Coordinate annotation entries
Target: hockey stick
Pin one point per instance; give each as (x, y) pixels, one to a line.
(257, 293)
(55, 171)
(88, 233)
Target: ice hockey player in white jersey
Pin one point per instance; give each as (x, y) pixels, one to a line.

--

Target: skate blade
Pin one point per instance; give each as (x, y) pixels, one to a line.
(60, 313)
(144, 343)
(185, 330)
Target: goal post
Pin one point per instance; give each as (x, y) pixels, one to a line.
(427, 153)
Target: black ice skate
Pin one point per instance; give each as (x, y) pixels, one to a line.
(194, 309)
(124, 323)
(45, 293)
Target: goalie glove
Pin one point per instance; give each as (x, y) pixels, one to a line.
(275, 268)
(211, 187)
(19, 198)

**THE EXERCISE**
Locate every line in the data above that contains the string "skate" and copy each of those lines. Matching is case-sensitive.

**RESULT OF THIS TASK**
Target: skate blade
Target: black ice skate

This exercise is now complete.